## SELECTED EXTRACT
• • • • • • •

Bin Lim has been an ACEH member from its founding and has served as treasurer. He is an engineer, retired from Herman Miller. Bin is one of the founding and faithful members of "Pancakes R Us,” which offers free community breakfast every Saturday at Western Seminary. Bin and his wife, Lisa, have four children and four grandchildren. He says, "I think ACEH is a unique organization attracting progressive, open-minded and compassionate people trying to dismantle the (sometimes ever so subtle) social injustices in our community by getting involved in a very personal way. We have to educate ourselves and the community, to get rid of our prejudices and unconscious false understanding of others. I have no choice but to be active and hope to attract others to do the same."
Eleanor Lopez has lived in the Holland area for many years and is active in community programs, including ACEH. She worked in healthcare for 30 years. She now keeps herself busy with her small business, Spice Dazzle and volunteering for various organizations. A member of the board some years ago, Eleanor has returned to serve again because, she says: "I believe ACEH is an excellent organization and through it, I would like to continue helping people from different cultures and backgrounds come together to share their diverse experiences and points of view. Education that is truly diverse can have a lasting impact on our community."
Kim Lillibridge Ludwig is a quality engineer working in Holland and says that her 24 years as an engineer have honed her problem-solving, organizational, and critical-thinking skills. With her husband, Mark, she adopted her daughter, Nebiyat, from Ethiopia in 2010. Since then, the couple has worked with the transracial adoption community on race issues, locally and beyond. They live in Fennville, where they raise beef cattle at Sand Lilly Farm. Kim took part in a healing racism workshop in 2000 and has continued her concern with justice issues. She says: "On the ACEH board I can keep working on racial awareness and policy changes to help improve the lives of people in Holland and beyond."

• • • • • • •

## SUPPLIED INFORMATION
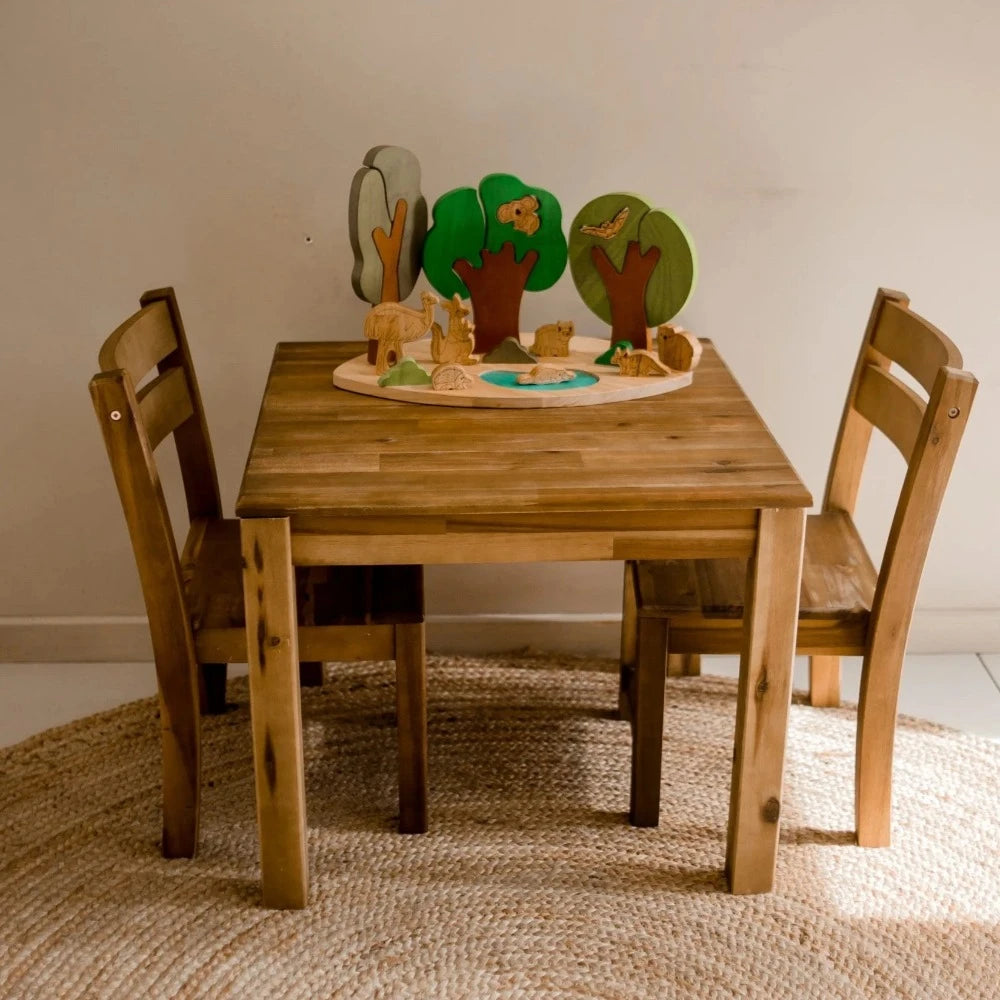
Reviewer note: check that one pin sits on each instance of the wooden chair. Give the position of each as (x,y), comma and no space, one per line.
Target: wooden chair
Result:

• • • • • • •

## ACTIONS TO TAKE
1. Answer these questions from the ACEH board member profiles, each on its own line:
(a) For how many years did Eleanor Lopez work in healthcare?
(b) On what day and where does "Pancakes R Us" offer its free community breakfast?
(c) What is the name of the farm where Kim and Mark raise beef cattle?
2. From the ACEH board member profiles, list every family member who is named, along with how each is related to the board member.

## SOLUTIONS TO THE TASKS
1.
(a) 30 years
(b) Every Saturday at Western Seminary
(c) Sand Lilly Farm

2.
- Lisa: Bin Lim's wife
- Mark: Kim Lillibridge Ludwig's husband
- Nebiyat: Kim Lillibridge Ludwig's daughter